## Extracted material
☆ ☆ ☆ ☆
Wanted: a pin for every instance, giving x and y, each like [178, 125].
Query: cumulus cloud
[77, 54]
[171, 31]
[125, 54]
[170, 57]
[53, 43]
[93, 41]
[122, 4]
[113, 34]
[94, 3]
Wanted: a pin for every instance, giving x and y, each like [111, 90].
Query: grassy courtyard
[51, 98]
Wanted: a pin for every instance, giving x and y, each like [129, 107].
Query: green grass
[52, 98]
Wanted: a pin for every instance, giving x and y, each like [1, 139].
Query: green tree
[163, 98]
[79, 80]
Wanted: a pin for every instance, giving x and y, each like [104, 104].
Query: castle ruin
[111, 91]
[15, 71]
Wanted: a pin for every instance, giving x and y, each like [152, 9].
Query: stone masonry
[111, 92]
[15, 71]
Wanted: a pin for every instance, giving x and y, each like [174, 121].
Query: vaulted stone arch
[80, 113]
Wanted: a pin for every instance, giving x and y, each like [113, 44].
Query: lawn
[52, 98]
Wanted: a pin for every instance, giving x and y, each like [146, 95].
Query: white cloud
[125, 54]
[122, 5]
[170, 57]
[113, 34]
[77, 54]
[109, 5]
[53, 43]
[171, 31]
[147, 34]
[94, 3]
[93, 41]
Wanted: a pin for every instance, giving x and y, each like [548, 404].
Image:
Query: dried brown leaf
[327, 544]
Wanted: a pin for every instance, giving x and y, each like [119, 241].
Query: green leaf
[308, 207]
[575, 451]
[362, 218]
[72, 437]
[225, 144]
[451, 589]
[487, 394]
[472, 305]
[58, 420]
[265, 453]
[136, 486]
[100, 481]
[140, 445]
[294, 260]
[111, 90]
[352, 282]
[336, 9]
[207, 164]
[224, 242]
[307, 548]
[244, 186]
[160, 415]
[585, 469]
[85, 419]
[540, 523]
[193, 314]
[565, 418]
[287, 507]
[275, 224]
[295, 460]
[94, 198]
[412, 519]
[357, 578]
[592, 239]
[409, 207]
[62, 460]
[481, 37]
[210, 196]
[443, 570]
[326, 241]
☆ ☆ ☆ ☆
## Task instructions
Please rewrite the lines above as a JSON list of strings, with one string for each line and any blank lines omitted.

## Solution for this exercise
[
  "Wanted: a pin for every instance, giving x and y, each like [178, 125].",
  "Query: cumulus cloud",
  "[77, 54]",
  "[171, 31]",
  "[125, 54]",
  "[170, 57]",
  "[53, 43]",
  "[93, 41]",
  "[122, 4]",
  "[113, 34]",
  "[94, 3]",
  "Wanted: a pin for every instance, giving x and y, each like [111, 90].",
  "Query: grassy courtyard",
  "[51, 98]",
  "Wanted: a pin for every instance, giving x and y, each like [129, 107].",
  "Query: green grass",
  "[52, 98]",
  "Wanted: a pin for every instance, giving x and y, each like [1, 139].",
  "Query: green tree",
  "[163, 98]",
  "[79, 80]",
  "Wanted: a pin for every instance, giving x and y, each like [104, 104].",
  "Query: castle ruin",
  "[111, 91]",
  "[15, 71]",
  "Wanted: a pin for every instance, giving x and y, each like [152, 9].",
  "Query: stone masonry",
  "[111, 92]",
  "[15, 71]",
  "Wanted: a pin for every instance, giving x and y, each like [174, 121].",
  "Query: vaulted stone arch",
  "[80, 113]",
  "Wanted: a pin for every instance, giving x and y, each like [113, 44].",
  "Query: lawn",
  "[52, 98]",
  "Wanted: a pin for every instance, giving x and y, each like [146, 95].",
  "Query: white cloud",
  "[125, 54]",
  "[122, 5]",
  "[170, 57]",
  "[113, 34]",
  "[77, 54]",
  "[109, 5]",
  "[53, 43]",
  "[171, 31]",
  "[147, 34]",
  "[94, 3]",
  "[93, 41]",
  "Wanted: a pin for every instance, giving x and y, each like [548, 404].",
  "Image:",
  "Query: dried brown leaf",
  "[327, 544]",
  "Wanted: a pin for every instance, giving x and y, each like [119, 241].",
  "Query: green leaf",
  "[308, 207]",
  "[575, 451]",
  "[362, 218]",
  "[72, 437]",
  "[225, 144]",
  "[451, 589]",
  "[487, 394]",
  "[472, 305]",
  "[58, 420]",
  "[265, 453]",
  "[136, 486]",
  "[100, 481]",
  "[140, 445]",
  "[294, 260]",
  "[111, 90]",
  "[352, 282]",
  "[336, 9]",
  "[207, 164]",
  "[224, 242]",
  "[307, 548]",
  "[244, 186]",
  "[160, 415]",
  "[585, 469]",
  "[85, 419]",
  "[540, 523]",
  "[193, 314]",
  "[565, 418]",
  "[287, 507]",
  "[275, 224]",
  "[295, 460]",
  "[94, 198]",
  "[412, 519]",
  "[357, 578]",
  "[592, 239]",
  "[409, 207]",
  "[62, 460]",
  "[481, 37]",
  "[210, 196]",
  "[443, 570]",
  "[326, 241]"
]